*Exercise requirements*
Retype the lines of the material below, starting with the line that contains "Place a pin on every instance of the white ceramic" and continuing through the last line of the material, with both ends included and nothing else.
:::::
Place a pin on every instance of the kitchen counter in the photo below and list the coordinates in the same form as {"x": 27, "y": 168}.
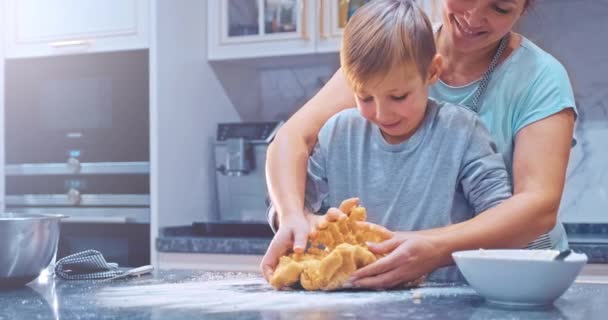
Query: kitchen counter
{"x": 591, "y": 239}
{"x": 206, "y": 295}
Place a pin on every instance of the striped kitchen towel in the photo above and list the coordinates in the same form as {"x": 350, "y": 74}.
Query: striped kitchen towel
{"x": 86, "y": 265}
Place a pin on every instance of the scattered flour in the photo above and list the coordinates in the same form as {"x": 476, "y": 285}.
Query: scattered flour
{"x": 254, "y": 294}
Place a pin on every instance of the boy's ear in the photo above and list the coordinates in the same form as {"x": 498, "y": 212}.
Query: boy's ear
{"x": 435, "y": 69}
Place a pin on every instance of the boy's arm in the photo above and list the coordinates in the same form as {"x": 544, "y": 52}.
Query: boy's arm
{"x": 483, "y": 175}
{"x": 317, "y": 188}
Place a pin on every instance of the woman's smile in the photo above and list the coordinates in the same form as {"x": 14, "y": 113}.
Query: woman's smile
{"x": 464, "y": 31}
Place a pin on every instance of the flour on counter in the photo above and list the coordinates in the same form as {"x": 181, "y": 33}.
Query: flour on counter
{"x": 253, "y": 294}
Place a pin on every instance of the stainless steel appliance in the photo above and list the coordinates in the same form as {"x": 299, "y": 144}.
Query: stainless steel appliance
{"x": 240, "y": 156}
{"x": 77, "y": 143}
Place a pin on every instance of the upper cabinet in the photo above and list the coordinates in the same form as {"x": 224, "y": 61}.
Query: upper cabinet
{"x": 264, "y": 28}
{"x": 258, "y": 28}
{"x": 44, "y": 28}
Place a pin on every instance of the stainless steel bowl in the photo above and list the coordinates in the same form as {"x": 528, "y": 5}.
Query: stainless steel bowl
{"x": 28, "y": 244}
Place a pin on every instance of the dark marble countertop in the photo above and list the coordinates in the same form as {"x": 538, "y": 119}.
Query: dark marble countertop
{"x": 591, "y": 239}
{"x": 206, "y": 295}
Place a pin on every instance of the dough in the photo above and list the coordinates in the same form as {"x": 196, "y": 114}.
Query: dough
{"x": 337, "y": 249}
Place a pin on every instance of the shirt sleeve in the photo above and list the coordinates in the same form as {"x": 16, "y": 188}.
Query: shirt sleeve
{"x": 483, "y": 176}
{"x": 317, "y": 187}
{"x": 549, "y": 93}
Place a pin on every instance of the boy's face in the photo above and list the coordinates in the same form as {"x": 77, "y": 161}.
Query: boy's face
{"x": 395, "y": 102}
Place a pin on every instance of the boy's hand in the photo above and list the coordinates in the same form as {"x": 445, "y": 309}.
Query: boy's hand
{"x": 408, "y": 258}
{"x": 292, "y": 235}
{"x": 294, "y": 231}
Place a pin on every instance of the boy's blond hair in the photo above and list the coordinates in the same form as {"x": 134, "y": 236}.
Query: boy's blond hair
{"x": 384, "y": 34}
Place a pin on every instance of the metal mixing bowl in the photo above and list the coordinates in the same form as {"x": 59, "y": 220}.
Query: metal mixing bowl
{"x": 28, "y": 244}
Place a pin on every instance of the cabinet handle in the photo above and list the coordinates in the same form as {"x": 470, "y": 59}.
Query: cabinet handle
{"x": 70, "y": 43}
{"x": 322, "y": 33}
{"x": 304, "y": 19}
{"x": 120, "y": 220}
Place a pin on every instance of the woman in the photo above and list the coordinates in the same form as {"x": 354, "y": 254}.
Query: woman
{"x": 521, "y": 93}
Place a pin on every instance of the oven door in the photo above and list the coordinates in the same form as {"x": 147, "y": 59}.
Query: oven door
{"x": 78, "y": 109}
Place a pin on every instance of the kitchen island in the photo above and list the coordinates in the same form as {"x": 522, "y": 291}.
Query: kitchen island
{"x": 173, "y": 294}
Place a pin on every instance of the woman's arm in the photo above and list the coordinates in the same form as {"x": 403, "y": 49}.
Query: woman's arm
{"x": 540, "y": 160}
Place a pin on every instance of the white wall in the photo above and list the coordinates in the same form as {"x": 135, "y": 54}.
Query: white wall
{"x": 188, "y": 102}
{"x": 575, "y": 33}
{"x": 2, "y": 105}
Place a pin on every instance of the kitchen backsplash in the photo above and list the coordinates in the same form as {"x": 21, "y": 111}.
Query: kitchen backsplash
{"x": 284, "y": 90}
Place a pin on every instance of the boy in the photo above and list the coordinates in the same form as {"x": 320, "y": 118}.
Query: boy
{"x": 415, "y": 163}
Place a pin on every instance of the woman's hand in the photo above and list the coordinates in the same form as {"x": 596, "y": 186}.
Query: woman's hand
{"x": 409, "y": 257}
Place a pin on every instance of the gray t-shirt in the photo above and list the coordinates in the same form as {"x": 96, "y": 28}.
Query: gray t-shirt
{"x": 445, "y": 173}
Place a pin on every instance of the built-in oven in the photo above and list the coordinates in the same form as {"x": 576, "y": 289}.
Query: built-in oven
{"x": 77, "y": 143}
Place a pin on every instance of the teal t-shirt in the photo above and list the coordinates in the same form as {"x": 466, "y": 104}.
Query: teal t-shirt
{"x": 528, "y": 86}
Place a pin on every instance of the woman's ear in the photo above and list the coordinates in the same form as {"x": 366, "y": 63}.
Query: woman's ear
{"x": 435, "y": 69}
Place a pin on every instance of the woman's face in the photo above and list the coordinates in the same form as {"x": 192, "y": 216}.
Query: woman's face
{"x": 476, "y": 24}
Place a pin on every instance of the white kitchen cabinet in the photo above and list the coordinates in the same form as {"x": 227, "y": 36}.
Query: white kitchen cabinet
{"x": 44, "y": 28}
{"x": 266, "y": 28}
{"x": 258, "y": 28}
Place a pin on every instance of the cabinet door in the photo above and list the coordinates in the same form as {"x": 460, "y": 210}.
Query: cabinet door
{"x": 41, "y": 28}
{"x": 334, "y": 14}
{"x": 259, "y": 28}
{"x": 332, "y": 18}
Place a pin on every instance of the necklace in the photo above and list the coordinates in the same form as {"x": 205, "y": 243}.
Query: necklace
{"x": 483, "y": 84}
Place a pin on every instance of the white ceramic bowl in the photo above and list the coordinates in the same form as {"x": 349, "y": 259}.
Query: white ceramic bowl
{"x": 519, "y": 277}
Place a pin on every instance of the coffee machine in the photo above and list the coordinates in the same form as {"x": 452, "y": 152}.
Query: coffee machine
{"x": 240, "y": 157}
:::::
*Solved problem*
Place a pin on every instance of the white ceramic bowl in the photo above and list the coordinates in the same form as {"x": 349, "y": 259}.
Query: white ceramic bowl
{"x": 519, "y": 277}
Place a pin on every instance of the coffee machine in the photo above and list the coordinates in the same form as {"x": 452, "y": 152}.
Query: coffee machine
{"x": 240, "y": 157}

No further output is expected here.